Please give, exactly as they appear below, the line with "Identify a point for each instance of the man's ear" and every line after it through the final one, and nothing else.

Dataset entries
▬▬▬▬▬▬▬▬▬▬

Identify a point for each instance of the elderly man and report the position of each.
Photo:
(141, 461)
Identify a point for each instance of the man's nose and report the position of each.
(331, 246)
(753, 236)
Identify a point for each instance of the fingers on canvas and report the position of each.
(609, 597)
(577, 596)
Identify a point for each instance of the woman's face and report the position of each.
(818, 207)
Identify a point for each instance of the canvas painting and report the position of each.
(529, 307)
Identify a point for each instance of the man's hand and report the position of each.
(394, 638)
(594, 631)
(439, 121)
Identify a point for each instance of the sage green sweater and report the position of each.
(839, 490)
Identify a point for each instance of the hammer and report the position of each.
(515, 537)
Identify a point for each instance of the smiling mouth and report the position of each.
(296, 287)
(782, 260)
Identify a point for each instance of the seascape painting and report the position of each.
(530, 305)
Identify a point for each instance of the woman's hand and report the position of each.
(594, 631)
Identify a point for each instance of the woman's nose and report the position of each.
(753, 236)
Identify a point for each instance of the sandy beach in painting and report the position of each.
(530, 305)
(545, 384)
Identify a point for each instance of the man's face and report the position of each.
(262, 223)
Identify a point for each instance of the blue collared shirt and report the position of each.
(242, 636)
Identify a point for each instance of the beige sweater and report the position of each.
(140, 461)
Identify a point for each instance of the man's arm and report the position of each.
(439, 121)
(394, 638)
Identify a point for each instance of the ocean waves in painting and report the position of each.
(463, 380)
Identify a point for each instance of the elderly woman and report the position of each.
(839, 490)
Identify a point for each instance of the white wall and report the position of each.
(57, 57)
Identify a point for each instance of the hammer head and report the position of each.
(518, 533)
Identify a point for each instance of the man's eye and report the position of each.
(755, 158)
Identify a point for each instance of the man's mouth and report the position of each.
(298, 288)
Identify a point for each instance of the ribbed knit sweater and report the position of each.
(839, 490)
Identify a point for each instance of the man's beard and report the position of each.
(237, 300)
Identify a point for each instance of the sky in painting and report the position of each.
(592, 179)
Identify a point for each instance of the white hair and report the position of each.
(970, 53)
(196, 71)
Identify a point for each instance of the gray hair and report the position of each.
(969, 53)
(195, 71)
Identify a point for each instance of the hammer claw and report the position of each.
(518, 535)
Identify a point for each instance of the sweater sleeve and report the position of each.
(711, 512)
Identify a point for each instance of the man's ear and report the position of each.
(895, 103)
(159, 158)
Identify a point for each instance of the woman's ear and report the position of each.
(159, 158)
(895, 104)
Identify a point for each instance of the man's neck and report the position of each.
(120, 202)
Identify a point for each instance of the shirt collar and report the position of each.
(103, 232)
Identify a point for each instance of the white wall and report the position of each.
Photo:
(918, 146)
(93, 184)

▬▬▬▬▬▬▬▬▬▬

- _Task result_:
Identify a point for each instance of the man's ear and report the position of each.
(895, 103)
(159, 158)
Identify a point for each instance of the woman's ear and report the position of each.
(159, 158)
(895, 104)
Identify a point for each instance of the man's neck and report the position of each.
(120, 202)
Identify a point for each instance of the shirt collar and report the position of each.
(103, 232)
Identify a point for each instance of the white wall and report the position of each.
Photo:
(918, 146)
(93, 184)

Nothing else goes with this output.